-- Task instructions --
- A) According to the forum thread on diffraction, after roughly which f-stop does diffraction generally start to take effect?
- B) Pick up the forum thread on diffraction and aperture after its last sentence and keep it going.

The article on diffraction that got me thinking and testing is this one: Diffraction Limited Photography: Pixel Size, Aperture and Airy Disks

Granted, the loss of detail isn't huge, and is probably masked by focusing issues, but IF you have the scene critically focused, there is an apparent reduction of resolution as you go to the higher f/stops.  

I think that each of us should learn to test our equipment in a structured way so that we can determine if we're really getting the most out of it.  Often times it is "user error" that is causing the less-than-stellar results.  I had a club member show all the signs of "lens envy", bemoaning the poor results her kit lens gave her.  I put her camera on a tripod, set it to an f/stop of 8, focused using a magnifier, and was able to show her that she can get very sharp photos with her equipment.  Problem was, she was missing the focus, had handshake, and relied too much on her "automatic" features.  Of course, those errors would still persist if she upgraded to a top-of-the-line lens.  After our little demo, she went and got herself a tripod, and now she's getting pretty good shots.  But I digress....


----------



## LittleItaly (Oct 6, 2010)

ottor said:


> LittleItaly said:
> 
> 
> > Read this! Its really easy to understand and explains what you need to know about using a low aperture and a high aperture!
> ...


 


Yes! The Photography portion of her website is as equally amazing as her Cooking Portion! I just ordered her cookbook! I love her!


----------



## Overread (Oct 6, 2010)

Diffraction softening and hyperfocal focusing have already been mentioned so I'm left mostly to highlight both of those components again. Diffraction generally starts to take effect after around f8, but typically remains minor up till around f13/16 on a 1.6 crop camera body and around f16/22 on a fullframe camera body. With most considering f13 the 1.6 ideal min and f22 the fullframe ideal min.

The actual point will depend upon: camera body - lens and the standards of the photographer in question. In addition as has been said (example the skyline shots) sometimes you need to have a smaller aperture to get the shutter speed you want.

Stored dataset items
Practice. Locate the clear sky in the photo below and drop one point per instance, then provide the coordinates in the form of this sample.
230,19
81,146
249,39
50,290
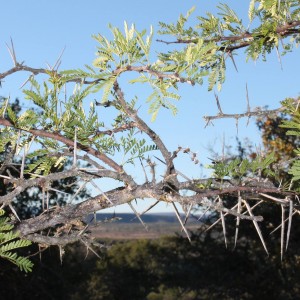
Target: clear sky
41,29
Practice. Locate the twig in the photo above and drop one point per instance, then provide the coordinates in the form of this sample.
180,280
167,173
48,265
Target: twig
180,221
256,226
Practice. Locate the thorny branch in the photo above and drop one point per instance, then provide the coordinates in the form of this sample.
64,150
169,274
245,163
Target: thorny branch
46,228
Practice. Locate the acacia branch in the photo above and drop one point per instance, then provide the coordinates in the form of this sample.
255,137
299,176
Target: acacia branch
145,128
58,137
21,67
159,75
244,39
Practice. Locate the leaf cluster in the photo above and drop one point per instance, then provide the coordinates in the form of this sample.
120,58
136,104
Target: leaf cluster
10,242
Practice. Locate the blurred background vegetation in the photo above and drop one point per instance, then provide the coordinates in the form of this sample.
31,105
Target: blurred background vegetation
170,267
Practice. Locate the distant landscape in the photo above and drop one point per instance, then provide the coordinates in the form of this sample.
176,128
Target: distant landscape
128,226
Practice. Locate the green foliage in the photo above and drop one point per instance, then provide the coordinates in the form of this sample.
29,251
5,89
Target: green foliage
241,168
293,126
10,242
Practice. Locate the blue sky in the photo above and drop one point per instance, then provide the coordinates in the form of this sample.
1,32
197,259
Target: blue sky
41,29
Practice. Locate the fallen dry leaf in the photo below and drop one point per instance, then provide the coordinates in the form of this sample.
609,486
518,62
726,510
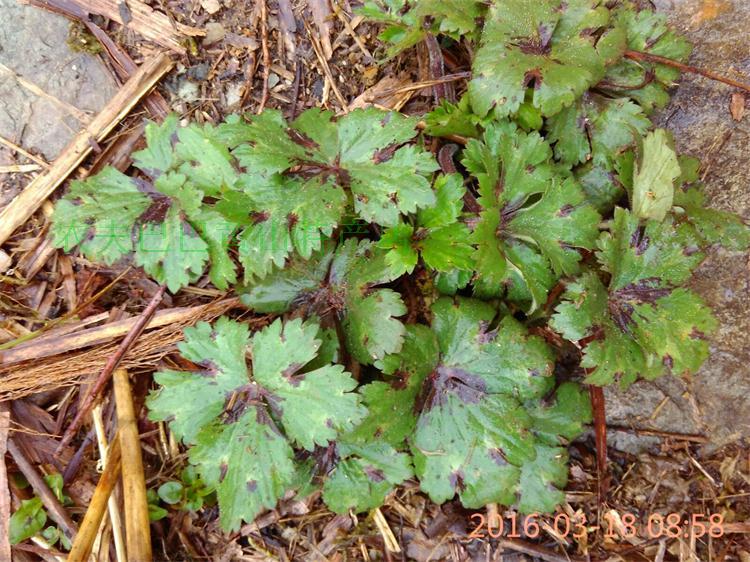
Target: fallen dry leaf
737,106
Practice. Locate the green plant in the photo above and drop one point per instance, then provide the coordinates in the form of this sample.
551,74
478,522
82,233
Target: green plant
415,303
30,518
188,493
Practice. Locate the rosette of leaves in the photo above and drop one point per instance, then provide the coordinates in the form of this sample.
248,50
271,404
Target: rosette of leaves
645,81
370,460
488,425
595,134
437,234
641,323
162,221
303,177
561,48
533,217
408,21
340,284
251,402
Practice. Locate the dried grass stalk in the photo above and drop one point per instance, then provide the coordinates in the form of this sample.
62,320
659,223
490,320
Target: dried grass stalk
67,368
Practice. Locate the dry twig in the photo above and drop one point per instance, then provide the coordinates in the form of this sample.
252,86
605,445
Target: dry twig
84,541
137,525
4,491
112,364
24,205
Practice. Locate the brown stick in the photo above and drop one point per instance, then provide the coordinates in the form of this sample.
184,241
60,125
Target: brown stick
54,344
600,434
4,490
55,510
111,365
648,57
84,541
143,19
24,205
692,437
137,530
266,54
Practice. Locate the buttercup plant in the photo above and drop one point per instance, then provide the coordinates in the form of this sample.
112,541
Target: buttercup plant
410,300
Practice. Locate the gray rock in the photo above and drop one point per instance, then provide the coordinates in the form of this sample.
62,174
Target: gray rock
717,400
33,44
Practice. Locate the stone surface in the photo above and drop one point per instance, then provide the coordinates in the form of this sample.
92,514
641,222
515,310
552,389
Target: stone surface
33,44
717,400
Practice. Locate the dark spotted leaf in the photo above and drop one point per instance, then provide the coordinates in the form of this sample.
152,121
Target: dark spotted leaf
364,154
364,476
163,224
643,324
533,219
342,281
243,423
438,236
647,31
560,47
596,129
474,437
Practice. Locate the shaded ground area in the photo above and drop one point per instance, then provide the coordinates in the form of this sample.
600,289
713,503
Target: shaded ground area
717,401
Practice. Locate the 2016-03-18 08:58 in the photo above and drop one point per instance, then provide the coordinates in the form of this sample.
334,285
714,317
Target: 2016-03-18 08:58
627,525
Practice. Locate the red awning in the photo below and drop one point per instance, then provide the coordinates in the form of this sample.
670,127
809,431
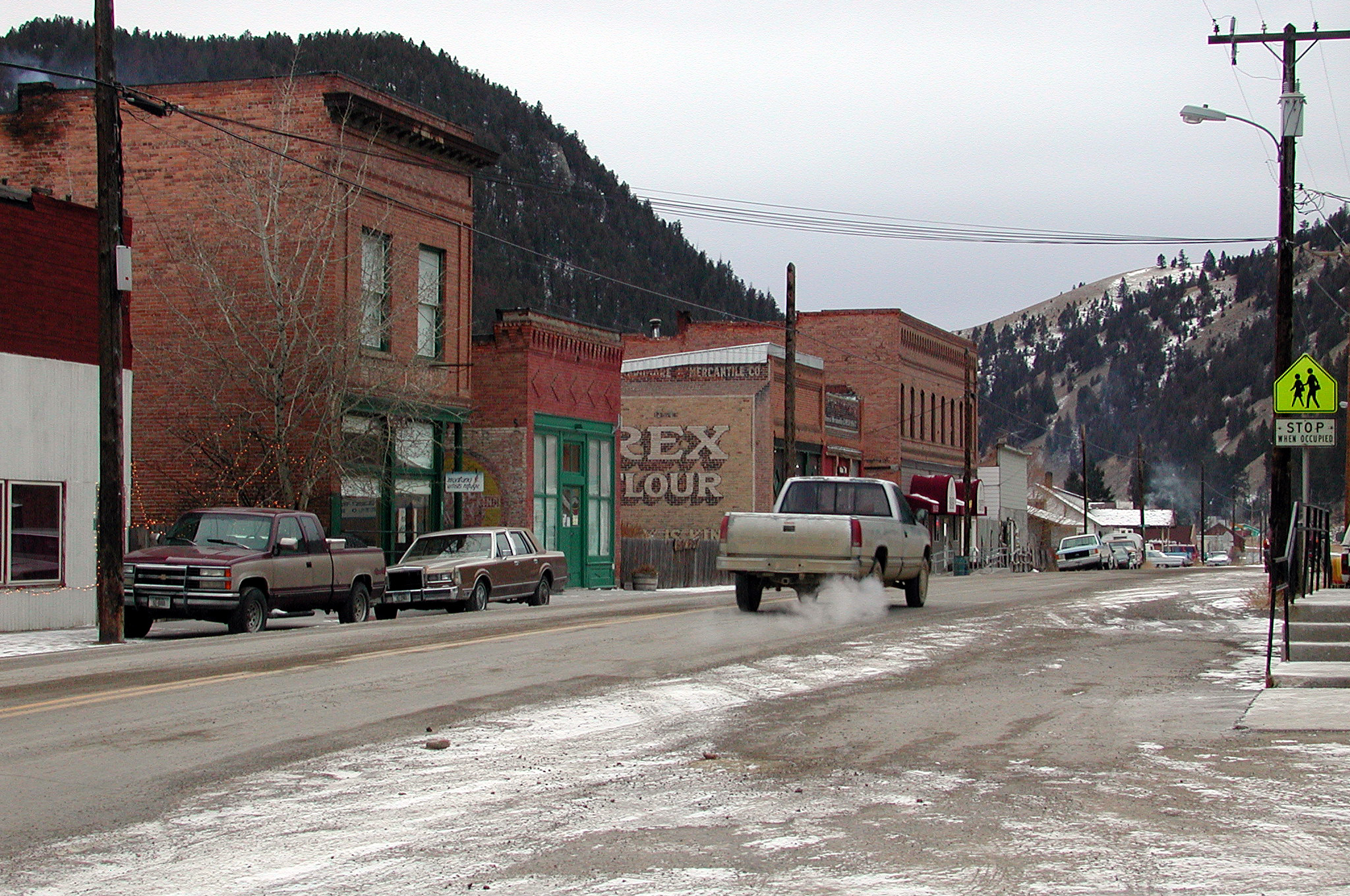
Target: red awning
920,502
939,489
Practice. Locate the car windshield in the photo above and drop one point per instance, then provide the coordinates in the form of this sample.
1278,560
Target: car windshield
461,546
251,532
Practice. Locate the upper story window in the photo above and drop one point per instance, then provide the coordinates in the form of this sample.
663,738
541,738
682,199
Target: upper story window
374,289
431,301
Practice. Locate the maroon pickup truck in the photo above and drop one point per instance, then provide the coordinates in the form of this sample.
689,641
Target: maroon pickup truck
238,565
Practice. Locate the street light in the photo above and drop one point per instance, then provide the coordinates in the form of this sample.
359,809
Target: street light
1199,114
1291,127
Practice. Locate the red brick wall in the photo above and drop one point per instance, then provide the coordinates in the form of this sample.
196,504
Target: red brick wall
49,278
183,184
882,354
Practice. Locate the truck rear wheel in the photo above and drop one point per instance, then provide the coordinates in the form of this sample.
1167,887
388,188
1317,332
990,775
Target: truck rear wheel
916,589
251,613
748,592
357,606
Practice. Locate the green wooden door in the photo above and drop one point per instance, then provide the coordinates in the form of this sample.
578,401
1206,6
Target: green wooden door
572,491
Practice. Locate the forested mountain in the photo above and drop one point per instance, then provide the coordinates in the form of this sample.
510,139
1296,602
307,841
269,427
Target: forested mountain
547,193
1175,356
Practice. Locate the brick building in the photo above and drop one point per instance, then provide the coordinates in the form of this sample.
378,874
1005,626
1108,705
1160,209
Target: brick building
546,409
910,376
293,322
702,435
49,428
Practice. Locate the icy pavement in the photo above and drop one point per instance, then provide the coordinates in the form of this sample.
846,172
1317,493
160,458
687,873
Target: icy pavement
632,791
47,641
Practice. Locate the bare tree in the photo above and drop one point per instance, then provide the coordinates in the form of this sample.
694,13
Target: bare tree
266,356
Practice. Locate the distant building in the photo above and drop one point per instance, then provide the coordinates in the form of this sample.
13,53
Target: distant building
367,254
1003,475
547,406
49,430
702,435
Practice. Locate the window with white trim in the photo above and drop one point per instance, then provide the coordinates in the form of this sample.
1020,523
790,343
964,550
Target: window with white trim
431,291
374,289
33,532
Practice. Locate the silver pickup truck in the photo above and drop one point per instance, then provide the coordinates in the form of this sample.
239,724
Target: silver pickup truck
828,526
238,565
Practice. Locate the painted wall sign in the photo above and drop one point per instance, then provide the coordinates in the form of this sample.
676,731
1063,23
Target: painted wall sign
463,482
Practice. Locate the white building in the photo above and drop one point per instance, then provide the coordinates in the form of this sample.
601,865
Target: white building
49,427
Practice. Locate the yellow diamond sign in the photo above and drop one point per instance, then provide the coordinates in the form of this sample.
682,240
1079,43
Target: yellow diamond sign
1306,389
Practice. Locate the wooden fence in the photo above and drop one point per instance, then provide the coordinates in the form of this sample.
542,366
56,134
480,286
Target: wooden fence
689,567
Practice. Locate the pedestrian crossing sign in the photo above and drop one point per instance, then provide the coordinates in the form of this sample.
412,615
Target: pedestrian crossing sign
1306,389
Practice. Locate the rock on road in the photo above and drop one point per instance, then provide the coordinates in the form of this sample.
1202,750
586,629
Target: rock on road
1022,733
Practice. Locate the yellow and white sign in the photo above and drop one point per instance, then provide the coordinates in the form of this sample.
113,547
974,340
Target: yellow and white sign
1306,389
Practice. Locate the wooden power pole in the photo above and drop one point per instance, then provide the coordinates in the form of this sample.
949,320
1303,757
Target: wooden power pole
967,439
1199,548
1083,447
790,378
111,512
1281,480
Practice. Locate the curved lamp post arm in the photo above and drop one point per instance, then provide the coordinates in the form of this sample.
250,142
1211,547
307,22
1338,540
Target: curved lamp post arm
1198,114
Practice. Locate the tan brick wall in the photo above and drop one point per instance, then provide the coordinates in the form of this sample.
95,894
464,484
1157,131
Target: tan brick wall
685,461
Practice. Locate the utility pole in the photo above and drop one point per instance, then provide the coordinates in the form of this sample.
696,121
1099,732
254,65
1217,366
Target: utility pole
111,513
1281,484
967,436
1083,447
1138,484
1200,547
790,378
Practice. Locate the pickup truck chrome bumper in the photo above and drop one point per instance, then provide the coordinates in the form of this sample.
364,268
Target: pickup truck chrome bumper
180,600
793,566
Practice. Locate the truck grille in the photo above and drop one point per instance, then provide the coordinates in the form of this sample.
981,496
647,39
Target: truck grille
161,578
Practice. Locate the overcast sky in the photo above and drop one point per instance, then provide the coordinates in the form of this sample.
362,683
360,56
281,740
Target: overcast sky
1033,114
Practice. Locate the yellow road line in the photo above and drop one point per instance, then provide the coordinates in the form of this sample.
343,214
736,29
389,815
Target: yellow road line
145,690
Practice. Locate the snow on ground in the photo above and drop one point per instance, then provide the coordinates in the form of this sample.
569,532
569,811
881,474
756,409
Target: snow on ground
605,771
47,641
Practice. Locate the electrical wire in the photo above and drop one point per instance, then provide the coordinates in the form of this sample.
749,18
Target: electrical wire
206,119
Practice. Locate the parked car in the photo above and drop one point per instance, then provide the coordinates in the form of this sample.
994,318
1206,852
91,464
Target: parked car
1082,552
1122,555
1160,559
828,525
238,565
466,569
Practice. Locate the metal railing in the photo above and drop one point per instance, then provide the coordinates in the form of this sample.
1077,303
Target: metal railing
1303,569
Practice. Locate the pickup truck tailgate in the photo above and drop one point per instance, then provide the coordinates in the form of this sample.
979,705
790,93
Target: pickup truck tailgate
789,536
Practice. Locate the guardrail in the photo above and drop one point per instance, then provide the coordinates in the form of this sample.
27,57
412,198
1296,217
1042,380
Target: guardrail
1303,569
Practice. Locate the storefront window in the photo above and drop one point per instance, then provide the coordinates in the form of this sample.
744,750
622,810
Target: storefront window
546,490
574,495
33,532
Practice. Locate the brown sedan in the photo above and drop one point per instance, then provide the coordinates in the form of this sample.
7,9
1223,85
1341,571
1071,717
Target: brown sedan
465,569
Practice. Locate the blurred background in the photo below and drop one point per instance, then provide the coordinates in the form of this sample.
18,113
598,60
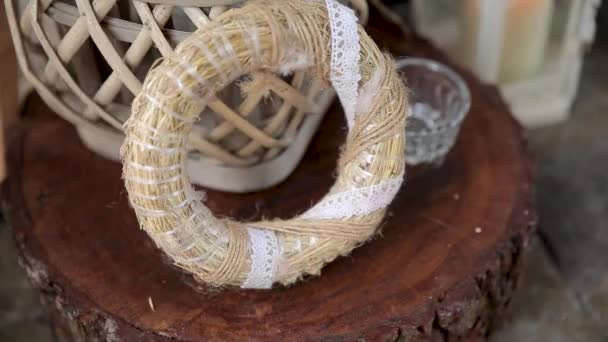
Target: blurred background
559,91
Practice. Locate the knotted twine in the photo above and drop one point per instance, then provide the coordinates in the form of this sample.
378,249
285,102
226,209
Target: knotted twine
277,36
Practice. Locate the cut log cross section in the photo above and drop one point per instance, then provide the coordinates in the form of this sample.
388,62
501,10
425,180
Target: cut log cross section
443,267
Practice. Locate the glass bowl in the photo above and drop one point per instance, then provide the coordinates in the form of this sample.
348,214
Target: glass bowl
439,101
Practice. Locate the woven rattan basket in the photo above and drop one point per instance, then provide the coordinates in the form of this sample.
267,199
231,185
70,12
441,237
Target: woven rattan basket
87,59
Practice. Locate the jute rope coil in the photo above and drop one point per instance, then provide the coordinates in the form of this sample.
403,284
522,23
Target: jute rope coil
277,36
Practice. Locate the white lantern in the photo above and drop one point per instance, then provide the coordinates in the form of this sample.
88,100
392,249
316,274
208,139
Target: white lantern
532,49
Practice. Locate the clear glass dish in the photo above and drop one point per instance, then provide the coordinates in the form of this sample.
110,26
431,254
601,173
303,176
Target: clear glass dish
439,100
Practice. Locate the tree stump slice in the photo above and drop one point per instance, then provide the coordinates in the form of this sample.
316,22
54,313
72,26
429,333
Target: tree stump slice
443,267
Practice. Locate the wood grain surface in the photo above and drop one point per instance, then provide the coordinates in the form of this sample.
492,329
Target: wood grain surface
442,268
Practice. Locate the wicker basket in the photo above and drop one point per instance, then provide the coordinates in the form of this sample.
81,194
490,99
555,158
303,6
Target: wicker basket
87,58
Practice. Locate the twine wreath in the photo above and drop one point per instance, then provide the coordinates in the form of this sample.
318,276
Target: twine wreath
279,36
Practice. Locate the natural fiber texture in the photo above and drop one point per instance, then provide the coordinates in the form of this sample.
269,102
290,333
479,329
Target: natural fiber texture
56,43
217,251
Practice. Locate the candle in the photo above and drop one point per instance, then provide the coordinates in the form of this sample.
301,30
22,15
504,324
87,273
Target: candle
517,38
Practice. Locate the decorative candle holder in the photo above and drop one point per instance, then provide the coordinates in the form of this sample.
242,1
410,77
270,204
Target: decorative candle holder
439,100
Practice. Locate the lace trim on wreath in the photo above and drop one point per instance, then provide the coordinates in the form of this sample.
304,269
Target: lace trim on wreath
264,251
345,48
355,202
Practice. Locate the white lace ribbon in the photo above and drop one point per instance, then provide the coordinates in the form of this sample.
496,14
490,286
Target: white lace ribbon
345,48
264,252
345,77
355,202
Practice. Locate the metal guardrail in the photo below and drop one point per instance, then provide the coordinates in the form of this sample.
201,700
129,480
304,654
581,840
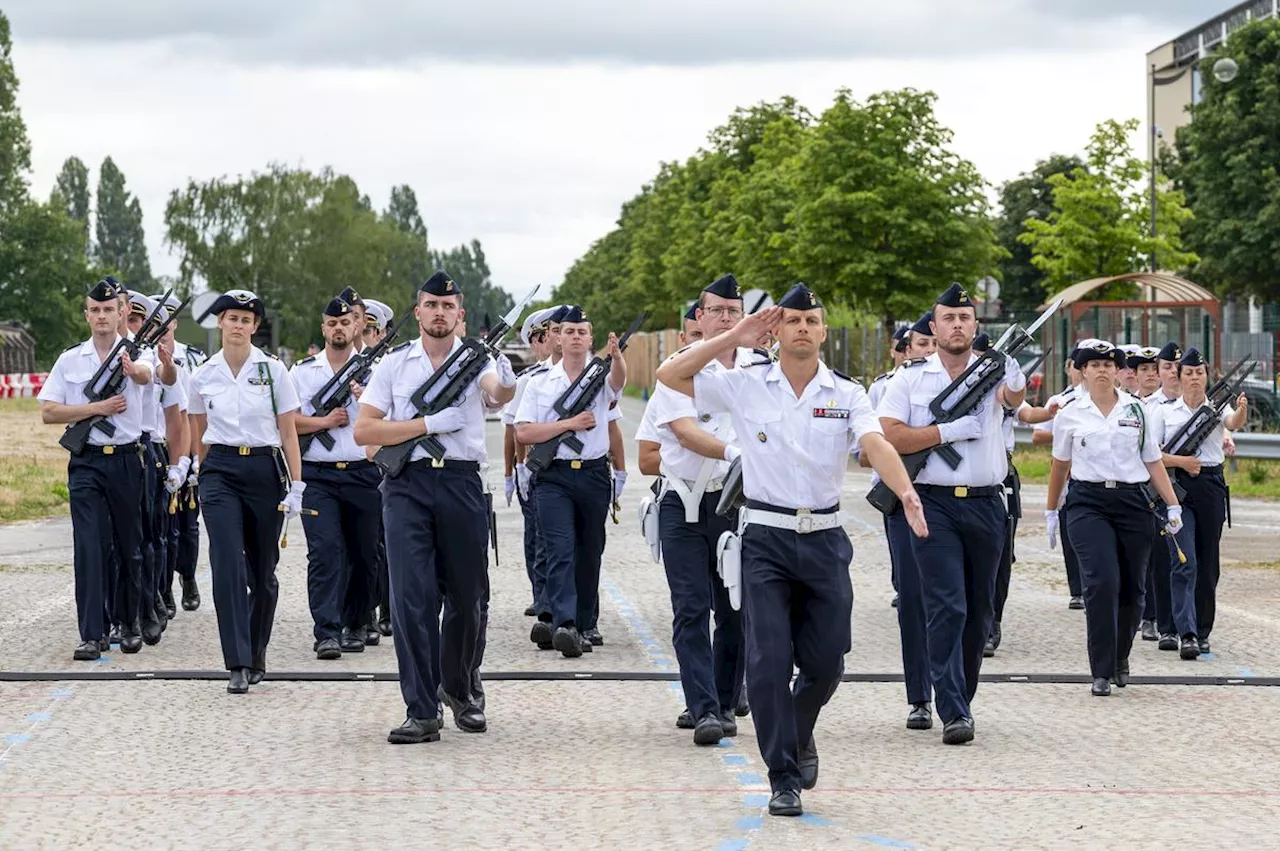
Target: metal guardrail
1248,444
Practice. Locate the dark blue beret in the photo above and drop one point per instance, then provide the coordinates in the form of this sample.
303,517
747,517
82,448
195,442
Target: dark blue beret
955,296
439,284
800,297
725,287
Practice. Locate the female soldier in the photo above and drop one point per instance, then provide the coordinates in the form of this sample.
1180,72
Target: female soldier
1110,444
243,405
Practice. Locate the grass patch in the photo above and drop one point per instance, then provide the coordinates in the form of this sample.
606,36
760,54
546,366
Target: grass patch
1255,479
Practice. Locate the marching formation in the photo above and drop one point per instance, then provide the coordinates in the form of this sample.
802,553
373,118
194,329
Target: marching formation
379,444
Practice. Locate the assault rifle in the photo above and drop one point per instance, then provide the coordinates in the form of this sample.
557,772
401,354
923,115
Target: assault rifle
575,399
965,393
109,379
446,387
337,390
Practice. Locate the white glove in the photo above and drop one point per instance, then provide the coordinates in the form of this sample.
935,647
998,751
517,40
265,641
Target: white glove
506,374
1051,526
964,429
292,501
1014,378
522,480
446,421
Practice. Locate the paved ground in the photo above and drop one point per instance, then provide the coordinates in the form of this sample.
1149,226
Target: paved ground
599,763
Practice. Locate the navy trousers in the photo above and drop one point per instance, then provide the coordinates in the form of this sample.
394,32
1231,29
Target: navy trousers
437,536
799,605
958,564
572,506
912,623
1112,531
711,667
342,544
106,513
240,495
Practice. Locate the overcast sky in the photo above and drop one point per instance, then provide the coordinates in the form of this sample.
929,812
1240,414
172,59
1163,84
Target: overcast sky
528,124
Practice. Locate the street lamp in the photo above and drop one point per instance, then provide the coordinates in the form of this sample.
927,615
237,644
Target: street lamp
1225,69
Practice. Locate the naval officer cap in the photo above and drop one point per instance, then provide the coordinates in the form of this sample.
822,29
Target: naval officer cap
337,307
725,287
800,297
1144,355
439,284
922,325
1192,357
238,300
954,296
1096,351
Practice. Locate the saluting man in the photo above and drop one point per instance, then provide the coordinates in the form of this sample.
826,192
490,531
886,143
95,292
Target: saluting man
965,507
342,486
572,494
798,422
105,480
435,516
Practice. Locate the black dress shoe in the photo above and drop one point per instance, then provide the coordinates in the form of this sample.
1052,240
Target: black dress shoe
785,803
542,635
190,594
959,731
807,760
708,731
87,652
920,717
567,641
238,682
415,731
151,632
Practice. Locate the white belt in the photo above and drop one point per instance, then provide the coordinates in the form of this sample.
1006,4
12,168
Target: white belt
801,524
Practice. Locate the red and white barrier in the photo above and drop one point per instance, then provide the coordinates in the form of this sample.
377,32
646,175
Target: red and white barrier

-- Results for each task --
- A) Around f8.

- B)
You can get a rather extreme example of diffraction softening if you look at the shots in this set here: MPE 65mm test shot series - a set on Flickr
remembering of course that the actual apertures are much smaller than those stated as the magnifiaction increases. 

Hyperfocal focusing is a great tool/skill to learn to use because it lets you use a sharper aperture for landscape type work rather than using a smaller, softer aperture.


----------



## Taylor510ce (Oct 6, 2010)

ottor said:


> LittleItaly said:
> 
> 
> > Read this! Its really easy to understand and explains what you need to know about using a low aperture and a high aperture!
> ...


 dont feel bad, I have a subscription to Cooking Light which is pretty much geared towards women. Oh well, gotta watch my girlish figure I guess, my arteries thank me.:lmao:


----------



## Fedaykin (Oct 6, 2010)

For Macro work where focus stacking is not an option.


----------



## Sbuxo (Oct 6, 2010)

When your meter tells you to.:lmao: 
Well not in every case.
Mine tells me apertures so..


----------



## KmH (Oct 6, 2010)

akeigher said:


> I used it in this shot to give me the sunburst.


Those are actually called - Diffraction spikes, and they will be produced by any light source/specular highlight in an image.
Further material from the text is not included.